| Problem to work on |
Please show every line from the entries that carries the word "below".
━━━━━━━━━━━━━━━━
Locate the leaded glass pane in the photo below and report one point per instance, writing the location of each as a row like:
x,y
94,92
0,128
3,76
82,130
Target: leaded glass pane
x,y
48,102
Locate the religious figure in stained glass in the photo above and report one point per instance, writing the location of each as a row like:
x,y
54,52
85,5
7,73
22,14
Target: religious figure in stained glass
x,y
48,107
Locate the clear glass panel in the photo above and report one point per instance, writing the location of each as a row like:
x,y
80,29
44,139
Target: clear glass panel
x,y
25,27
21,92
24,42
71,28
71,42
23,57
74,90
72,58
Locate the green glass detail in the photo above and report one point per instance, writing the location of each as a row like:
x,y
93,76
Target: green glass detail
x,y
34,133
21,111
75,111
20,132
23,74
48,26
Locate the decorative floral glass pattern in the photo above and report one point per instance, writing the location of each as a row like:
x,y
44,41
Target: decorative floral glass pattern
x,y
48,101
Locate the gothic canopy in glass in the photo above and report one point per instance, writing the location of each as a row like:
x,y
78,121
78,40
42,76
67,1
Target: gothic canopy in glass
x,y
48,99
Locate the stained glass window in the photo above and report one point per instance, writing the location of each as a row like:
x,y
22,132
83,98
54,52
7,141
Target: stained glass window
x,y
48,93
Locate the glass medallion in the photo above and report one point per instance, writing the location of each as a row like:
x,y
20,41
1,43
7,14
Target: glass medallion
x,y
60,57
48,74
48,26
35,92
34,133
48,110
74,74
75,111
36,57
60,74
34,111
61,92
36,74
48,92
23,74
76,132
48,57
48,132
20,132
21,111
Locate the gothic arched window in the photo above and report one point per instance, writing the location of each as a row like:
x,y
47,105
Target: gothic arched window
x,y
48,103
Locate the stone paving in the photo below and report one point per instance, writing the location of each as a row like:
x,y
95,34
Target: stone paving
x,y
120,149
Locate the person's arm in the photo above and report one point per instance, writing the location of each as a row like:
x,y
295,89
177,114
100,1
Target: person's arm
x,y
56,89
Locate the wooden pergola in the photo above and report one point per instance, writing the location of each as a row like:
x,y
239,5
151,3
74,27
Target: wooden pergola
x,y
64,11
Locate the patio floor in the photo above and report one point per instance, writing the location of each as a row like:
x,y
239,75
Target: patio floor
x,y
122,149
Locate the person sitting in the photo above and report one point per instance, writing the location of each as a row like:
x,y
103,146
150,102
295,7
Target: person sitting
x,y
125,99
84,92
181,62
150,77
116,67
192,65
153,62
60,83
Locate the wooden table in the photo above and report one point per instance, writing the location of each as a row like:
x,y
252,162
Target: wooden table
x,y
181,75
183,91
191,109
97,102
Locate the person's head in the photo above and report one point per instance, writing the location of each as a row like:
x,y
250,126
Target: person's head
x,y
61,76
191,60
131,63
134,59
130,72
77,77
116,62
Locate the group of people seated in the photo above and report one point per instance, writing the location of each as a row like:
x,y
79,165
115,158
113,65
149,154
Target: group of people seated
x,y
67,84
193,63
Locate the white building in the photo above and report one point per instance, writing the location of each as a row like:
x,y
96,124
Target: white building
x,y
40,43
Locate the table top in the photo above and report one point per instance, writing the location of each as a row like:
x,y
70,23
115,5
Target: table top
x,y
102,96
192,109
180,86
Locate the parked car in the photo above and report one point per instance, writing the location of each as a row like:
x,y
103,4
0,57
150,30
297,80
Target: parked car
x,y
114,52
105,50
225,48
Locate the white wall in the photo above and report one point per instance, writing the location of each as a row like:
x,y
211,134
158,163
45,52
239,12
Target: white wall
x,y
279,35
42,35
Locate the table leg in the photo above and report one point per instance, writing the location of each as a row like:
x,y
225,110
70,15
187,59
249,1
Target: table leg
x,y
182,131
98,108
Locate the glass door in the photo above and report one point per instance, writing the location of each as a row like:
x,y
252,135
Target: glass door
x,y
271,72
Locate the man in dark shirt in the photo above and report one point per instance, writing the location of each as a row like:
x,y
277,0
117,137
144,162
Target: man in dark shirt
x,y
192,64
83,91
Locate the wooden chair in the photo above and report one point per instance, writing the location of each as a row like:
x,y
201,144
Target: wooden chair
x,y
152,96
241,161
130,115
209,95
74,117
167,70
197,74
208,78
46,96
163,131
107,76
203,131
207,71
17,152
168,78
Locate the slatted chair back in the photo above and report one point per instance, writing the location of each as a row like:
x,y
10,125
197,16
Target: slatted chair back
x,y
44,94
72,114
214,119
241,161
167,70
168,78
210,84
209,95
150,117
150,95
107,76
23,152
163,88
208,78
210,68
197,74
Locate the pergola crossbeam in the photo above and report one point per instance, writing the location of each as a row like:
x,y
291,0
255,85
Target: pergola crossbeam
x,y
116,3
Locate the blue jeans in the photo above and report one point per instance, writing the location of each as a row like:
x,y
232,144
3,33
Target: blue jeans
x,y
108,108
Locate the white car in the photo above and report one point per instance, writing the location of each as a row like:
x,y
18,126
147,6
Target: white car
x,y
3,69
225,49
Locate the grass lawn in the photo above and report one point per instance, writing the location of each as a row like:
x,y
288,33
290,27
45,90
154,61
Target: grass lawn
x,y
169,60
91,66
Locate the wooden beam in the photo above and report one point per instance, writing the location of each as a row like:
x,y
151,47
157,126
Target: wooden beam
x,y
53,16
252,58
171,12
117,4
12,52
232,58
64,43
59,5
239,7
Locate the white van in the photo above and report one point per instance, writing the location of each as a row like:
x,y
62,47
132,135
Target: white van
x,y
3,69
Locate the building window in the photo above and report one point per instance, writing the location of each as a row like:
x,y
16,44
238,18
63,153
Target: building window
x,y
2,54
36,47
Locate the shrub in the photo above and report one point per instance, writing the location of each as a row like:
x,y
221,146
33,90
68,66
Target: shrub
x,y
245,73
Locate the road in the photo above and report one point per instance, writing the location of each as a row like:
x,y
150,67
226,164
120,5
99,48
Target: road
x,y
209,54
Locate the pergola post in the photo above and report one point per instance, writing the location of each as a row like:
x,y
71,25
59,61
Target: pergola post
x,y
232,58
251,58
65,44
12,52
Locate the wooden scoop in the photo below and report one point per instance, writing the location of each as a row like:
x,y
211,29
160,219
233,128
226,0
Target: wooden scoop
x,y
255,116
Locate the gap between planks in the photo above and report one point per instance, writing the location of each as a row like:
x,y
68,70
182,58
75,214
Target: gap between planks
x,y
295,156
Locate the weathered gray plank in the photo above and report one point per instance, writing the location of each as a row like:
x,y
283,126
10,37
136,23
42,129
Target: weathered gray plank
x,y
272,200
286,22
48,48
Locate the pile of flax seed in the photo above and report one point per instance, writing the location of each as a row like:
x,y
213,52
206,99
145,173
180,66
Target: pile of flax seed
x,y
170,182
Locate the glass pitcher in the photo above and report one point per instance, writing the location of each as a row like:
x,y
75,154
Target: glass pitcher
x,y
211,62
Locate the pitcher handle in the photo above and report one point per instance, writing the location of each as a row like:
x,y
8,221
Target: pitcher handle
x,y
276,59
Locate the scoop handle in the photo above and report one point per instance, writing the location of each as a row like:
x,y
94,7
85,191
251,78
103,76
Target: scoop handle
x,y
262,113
━━━━━━━━━━━━━━━━
| Solution for this problem |
Locate the leaded glass pane in the photo below and report one point per instance, writing the location of each as a row like:
Locate the stone paving in the photo below and report one point per instance, writing the location of each as a row like:
Locate the wooden scoop in the photo below and report one point per instance, writing the location of each as a row like:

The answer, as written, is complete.